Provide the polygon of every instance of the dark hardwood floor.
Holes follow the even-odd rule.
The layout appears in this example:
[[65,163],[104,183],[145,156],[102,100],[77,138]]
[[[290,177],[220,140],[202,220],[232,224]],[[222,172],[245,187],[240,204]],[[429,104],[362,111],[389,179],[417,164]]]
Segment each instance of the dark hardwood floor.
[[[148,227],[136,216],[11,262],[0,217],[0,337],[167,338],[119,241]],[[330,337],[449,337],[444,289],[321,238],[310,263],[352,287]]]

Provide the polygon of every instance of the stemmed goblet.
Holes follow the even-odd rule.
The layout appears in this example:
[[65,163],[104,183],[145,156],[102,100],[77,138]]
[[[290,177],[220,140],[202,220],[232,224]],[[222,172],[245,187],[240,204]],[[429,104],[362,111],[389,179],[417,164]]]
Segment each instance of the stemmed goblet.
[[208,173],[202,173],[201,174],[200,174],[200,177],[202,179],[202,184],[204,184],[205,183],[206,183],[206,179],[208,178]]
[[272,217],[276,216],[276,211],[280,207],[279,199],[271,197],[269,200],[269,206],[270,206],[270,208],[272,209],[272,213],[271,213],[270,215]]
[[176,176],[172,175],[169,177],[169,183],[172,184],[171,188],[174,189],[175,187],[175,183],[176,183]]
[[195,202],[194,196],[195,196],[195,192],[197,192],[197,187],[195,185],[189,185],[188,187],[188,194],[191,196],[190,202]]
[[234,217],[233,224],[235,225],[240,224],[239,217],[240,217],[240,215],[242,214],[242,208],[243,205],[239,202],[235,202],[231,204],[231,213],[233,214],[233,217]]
#####
§ **EXERCISE**
Render the data as a Markdown table with the columns Row and Data line, covering only the lines from the one containing "Provide the polygon of every instance of the stemmed" up to and including the final line of the data, and omit any blank lines.

§ **SOLUTION FOR THIS PROBLEM**
| Row | Data line |
|---|---|
| 1 | Provide the polygon of every instance of the stemmed goblet. |
| 2 | Holes follow the even-odd rule. |
| 3 | The layout appears in this example: |
| 4 | [[65,163],[104,183],[145,156],[102,100],[77,138]] |
| 5 | [[[290,177],[220,140],[202,220],[232,224]],[[222,172],[245,187],[240,204]],[[429,104],[362,111],[389,179],[417,164]]] |
| 6 | Segment each instance of the stemmed goblet. |
| 7 | [[208,173],[202,173],[201,174],[200,174],[200,177],[202,179],[202,184],[204,184],[205,183],[206,183],[206,179],[208,178]] |
| 8 | [[272,217],[276,216],[276,211],[280,207],[279,199],[271,197],[269,200],[269,206],[270,206],[270,208],[272,209],[272,213],[271,213],[270,215]] |
| 9 | [[176,176],[172,175],[169,177],[169,183],[172,184],[171,188],[174,189],[175,187],[175,183],[176,183]] |
| 10 | [[195,202],[194,196],[195,196],[195,192],[197,192],[197,187],[195,185],[189,185],[188,187],[188,194],[191,196],[190,202]] |
| 11 | [[234,217],[233,224],[235,225],[240,224],[239,217],[240,217],[240,215],[242,214],[242,208],[243,205],[239,202],[235,202],[231,204],[231,213],[233,214],[233,217]] |